EXTRACTED TEXT:
The ROMYR Report: Ukraine, Political Analysis Quarterly
Spring-Summer 2003, No. 1 (15), Page 17
Romyr & Associates, ROMYR Public Relations
Kyiv, Ukraine; Toronto, Ontario, Canada; New York, New York

This year is the 70th anniversary of the 1932-33 famine-genocide in Ukraine. Ten years ago, on the 60th anniversary, public commemoration of this greatest tragedy in the history of the people of Ukraine was limited to condemnations expressed by President Leonid Krawchuk, a few Members of Parliament and senior government officials. On the 65th anniversary, President Kuchma issued a Decree designating the fourth Saturday of November as a memorial day for honouring the "victims of the holodomor" (famine-terror) - amended October 31, 2000 to include both "victims of the holodomor and political repressions of 1932-33." These declarations had little impact on many Ukrainians. The horrific events of 1932-33 either remained deeply buried in their subconscious or were simply unknown.

Bill Clinton, President of the United States. Famine Monument, Kyiv, Ukraine, June 5, 2000

The 70th anniversary of the famine-genocide marks a turning point. Ukraine has spoken out clearly and officially at the Presidential, Parliamentary and Cabinet levels. A Presidential Decree dated March 20, 2002 established an organizing committee, chaired by the Prime Minister, and set out broad measures for planning and recognizing the anniversary locally, nationally and internationally. A Presidential Address to the People of Ukraine followed November 24, 2002. On November 28, 2002 the Verkhovna Rada passed two Resolutions. The first scheduled a parliamentary hearing for February 12, 2003 in memory of the victims.

The second, "condemning the policy of genocide by the leaders of the Soviet totalitarian regime against the citizens of Ukraine.," scheduled a special memorial meeting of Parliament in May 2003 and recommended to Cabinet a series of permanent measures for publicly commemorating the tragedy, including holding a competition to design a memorial. The President issued a Directive on "Further Measures in Relation to the 70th Anniversary of the Holodomor" December 6, 2002. On February 12, 2003, the President requested Cabinet to consider the establishment of a memorial complex, and the same day, the Verkhovna Rada held its planned parliamentary hearing, and confirmed its intention to hold a special meeting of parliament to formally commemorate the event.

Three months later, on May 14, 2003, Verkhovna Rada held an historic Special Meeting of Parliament commemorating the 70th anniversary of the famine-genocide. Deputy Prime Minister Tabachnyk and Chairman of the Parliamentary Committee on Human Rights, National Minorities and Inter-Nationality Relations Hennady Udovenko delivered compelling speeches. The Communist faction walked out in protest at the beginning of the meeting, declaring that they recognise the existence of the famine but do not accept that it was purposefully organised by the Soviet Union Communist authorities of the period.

The Special Meeting resulted in a Resolution May 15th in the form of an Address to the People of Ukraine on Commemorating the Victims of the 1932-33 Holodomor "organized by the totalitarian regime of Stalin." On June 3, 2003, the Ministry of Culture and the Arts, the City of Kyiv and the State Committee for Construction and Architecture announced a competition for a proposed commemorative monument.

(A data block)
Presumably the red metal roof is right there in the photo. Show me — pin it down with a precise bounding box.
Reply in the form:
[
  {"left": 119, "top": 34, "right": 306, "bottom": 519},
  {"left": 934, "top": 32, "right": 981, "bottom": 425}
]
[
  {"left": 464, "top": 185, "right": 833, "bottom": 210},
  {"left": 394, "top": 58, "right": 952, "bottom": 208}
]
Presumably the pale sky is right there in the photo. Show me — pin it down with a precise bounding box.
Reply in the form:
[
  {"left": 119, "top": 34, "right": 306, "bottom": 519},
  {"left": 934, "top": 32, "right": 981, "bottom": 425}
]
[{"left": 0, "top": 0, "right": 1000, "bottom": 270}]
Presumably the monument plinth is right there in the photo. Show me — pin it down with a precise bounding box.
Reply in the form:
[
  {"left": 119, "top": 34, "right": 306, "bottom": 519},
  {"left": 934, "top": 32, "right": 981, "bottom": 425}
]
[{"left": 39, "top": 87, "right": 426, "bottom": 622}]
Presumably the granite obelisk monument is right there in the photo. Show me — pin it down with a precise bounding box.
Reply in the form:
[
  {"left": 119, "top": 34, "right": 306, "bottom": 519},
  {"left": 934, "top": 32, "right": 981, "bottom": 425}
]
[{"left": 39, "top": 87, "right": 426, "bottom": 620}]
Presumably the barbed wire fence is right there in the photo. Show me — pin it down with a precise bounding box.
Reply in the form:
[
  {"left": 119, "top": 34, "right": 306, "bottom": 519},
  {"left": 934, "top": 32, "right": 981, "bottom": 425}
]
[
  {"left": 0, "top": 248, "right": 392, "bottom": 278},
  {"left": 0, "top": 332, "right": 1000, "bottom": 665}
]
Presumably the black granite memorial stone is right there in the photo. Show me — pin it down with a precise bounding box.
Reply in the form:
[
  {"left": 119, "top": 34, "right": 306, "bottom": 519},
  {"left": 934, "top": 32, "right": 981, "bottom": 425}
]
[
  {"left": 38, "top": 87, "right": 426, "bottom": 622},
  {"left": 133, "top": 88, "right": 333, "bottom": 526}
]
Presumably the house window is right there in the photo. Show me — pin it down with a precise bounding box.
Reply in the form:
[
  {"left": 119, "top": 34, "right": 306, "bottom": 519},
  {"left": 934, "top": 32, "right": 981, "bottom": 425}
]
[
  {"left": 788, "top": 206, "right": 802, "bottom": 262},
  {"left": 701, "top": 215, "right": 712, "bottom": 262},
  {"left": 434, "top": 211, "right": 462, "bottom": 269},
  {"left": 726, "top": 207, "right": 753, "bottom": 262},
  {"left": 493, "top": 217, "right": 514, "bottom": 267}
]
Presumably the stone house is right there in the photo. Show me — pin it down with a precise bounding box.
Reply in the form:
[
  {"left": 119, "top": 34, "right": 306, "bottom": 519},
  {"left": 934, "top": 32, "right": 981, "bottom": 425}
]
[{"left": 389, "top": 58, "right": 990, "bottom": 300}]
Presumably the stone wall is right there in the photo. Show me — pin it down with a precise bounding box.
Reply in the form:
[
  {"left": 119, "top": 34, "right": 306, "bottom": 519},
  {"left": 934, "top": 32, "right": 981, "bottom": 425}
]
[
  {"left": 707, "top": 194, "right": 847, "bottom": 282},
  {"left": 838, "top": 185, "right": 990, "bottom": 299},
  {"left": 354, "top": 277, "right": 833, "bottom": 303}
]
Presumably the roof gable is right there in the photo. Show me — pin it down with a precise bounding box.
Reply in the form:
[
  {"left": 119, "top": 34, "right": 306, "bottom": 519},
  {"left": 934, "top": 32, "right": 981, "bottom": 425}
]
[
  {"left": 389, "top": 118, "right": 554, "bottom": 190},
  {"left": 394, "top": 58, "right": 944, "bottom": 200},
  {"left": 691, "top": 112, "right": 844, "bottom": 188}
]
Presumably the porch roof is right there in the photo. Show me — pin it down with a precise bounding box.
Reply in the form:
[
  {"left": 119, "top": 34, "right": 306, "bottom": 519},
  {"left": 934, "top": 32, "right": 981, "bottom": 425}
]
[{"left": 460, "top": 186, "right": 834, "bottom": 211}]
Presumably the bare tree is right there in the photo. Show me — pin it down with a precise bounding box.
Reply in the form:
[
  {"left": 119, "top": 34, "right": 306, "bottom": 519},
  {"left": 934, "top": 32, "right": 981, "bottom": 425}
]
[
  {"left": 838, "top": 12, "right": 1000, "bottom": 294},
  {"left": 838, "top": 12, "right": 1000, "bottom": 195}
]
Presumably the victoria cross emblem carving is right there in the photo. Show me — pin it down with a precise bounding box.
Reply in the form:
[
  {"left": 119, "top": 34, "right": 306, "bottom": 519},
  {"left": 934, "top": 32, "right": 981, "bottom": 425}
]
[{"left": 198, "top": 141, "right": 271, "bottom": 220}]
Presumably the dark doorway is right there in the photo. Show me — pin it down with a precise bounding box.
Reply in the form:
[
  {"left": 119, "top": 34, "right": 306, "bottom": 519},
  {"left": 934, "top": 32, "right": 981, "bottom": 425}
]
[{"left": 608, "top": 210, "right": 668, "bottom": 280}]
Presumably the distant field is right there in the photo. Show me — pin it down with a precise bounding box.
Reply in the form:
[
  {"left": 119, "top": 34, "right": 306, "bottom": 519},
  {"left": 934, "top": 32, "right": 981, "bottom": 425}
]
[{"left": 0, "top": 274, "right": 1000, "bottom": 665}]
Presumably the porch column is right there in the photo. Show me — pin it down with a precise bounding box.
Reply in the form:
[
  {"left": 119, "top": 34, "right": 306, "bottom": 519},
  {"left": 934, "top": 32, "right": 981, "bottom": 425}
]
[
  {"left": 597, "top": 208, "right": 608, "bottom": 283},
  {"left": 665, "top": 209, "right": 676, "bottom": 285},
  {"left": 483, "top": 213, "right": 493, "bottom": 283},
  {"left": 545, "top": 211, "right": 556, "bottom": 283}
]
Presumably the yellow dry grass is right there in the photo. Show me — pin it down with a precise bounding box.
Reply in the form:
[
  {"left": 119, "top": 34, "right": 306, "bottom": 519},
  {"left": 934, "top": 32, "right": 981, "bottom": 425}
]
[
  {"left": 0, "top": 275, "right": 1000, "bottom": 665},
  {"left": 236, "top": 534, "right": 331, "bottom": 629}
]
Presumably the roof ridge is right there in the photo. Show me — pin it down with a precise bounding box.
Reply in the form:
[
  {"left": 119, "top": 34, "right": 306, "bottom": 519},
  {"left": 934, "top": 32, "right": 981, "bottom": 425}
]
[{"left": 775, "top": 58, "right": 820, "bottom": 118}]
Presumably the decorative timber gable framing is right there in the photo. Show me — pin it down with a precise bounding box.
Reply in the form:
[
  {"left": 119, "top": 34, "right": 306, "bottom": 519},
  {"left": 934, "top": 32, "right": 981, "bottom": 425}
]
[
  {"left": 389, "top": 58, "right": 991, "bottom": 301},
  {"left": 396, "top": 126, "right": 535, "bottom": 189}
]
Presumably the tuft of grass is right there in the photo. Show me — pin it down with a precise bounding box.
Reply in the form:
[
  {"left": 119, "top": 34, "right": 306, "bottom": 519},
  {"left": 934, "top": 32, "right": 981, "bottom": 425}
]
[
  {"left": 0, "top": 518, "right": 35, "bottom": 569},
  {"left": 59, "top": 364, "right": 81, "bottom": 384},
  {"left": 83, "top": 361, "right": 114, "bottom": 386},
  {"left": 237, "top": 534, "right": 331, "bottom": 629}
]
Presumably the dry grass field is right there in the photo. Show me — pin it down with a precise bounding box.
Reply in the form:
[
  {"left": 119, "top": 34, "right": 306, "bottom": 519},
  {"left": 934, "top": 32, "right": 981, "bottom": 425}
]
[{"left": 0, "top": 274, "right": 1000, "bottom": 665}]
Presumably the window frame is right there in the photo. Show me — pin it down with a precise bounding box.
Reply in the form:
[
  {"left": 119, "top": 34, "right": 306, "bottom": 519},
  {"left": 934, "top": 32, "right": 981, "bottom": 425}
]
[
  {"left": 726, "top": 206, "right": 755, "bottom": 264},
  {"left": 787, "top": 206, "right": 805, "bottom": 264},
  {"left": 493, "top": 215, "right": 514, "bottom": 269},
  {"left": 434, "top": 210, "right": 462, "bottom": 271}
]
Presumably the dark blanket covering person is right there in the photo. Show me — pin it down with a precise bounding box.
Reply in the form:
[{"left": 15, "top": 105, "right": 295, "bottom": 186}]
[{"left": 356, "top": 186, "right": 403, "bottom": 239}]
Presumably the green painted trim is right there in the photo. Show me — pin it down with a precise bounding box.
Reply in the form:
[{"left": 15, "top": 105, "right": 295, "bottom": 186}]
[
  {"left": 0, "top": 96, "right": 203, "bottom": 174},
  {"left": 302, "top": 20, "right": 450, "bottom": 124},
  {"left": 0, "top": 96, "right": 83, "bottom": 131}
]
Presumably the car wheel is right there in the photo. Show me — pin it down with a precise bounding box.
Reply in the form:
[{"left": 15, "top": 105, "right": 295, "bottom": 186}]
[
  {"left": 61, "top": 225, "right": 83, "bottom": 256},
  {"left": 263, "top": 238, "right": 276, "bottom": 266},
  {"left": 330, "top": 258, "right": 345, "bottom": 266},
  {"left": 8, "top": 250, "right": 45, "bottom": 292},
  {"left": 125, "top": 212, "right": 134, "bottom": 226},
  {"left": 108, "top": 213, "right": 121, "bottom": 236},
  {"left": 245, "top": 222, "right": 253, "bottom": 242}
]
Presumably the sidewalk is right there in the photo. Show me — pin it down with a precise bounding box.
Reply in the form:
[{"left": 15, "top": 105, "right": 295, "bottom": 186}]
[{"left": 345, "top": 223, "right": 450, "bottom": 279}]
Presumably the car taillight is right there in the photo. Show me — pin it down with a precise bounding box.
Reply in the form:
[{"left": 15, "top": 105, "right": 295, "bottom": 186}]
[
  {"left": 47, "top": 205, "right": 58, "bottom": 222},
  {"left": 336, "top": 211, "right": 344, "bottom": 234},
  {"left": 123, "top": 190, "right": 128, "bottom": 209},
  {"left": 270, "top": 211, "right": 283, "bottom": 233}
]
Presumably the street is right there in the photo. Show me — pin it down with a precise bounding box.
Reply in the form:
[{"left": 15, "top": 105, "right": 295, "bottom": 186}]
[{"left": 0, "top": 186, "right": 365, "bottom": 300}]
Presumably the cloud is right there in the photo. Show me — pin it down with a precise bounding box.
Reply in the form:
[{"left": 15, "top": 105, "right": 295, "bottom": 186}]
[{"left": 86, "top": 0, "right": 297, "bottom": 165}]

EXERCISE TASK 1: Translate this sentence from the report on the famine commemoration into Spanish: "The 70th anniversary of the famine-genocide marks a turning point."
EXERCISE TASK 2: Please resume the report on commemorating the 1932-33 famine, picking up after its final sentence.

EXERCISE RESULT 1: El 70.º aniversario del genocidio por hambruna marca un punto de inflexión.

EXERCISE RESULT 2:
Years of cover up, denial and misinformation preceded the historic May 15th Resolution. The1932-33 famine-genocide was initially documented and exposed to world attention by action outside Ukraine, notably, by scholarly research associated with the Canadian Institute of Ukrainian Studies, at the University of Alberta and Harvard University. The widely read book "Harvest of Sorrow" by Robert Conquest, published in 1986, was particularly important in drawing attention to the conscious policy that led to the terror and mind-numbing numbers of lives lost. Conquest collaborated on the book with James Mace, who had done research on the topic at Harvard University.

The book became a strong lead-in to the 1988 report of the Commission on the Ukrainian Famine of the US Congress, for which James Mace was Staff Director. The Commission found that "One or more of the actions specified in the Genocide Convention was taken against the Ukrainians in order to destroy a substantial part of the Ukrainian people and thus to neutralize them politically in the Soviet Union." The findings of International Commissions in Sweden and Belgium on the 1932-33 famine-genocide added to these and other widely reported examinations and condemnations of the tragedy and made it impossible to dismiss, ignore or keep the topic taboo in Ukraine.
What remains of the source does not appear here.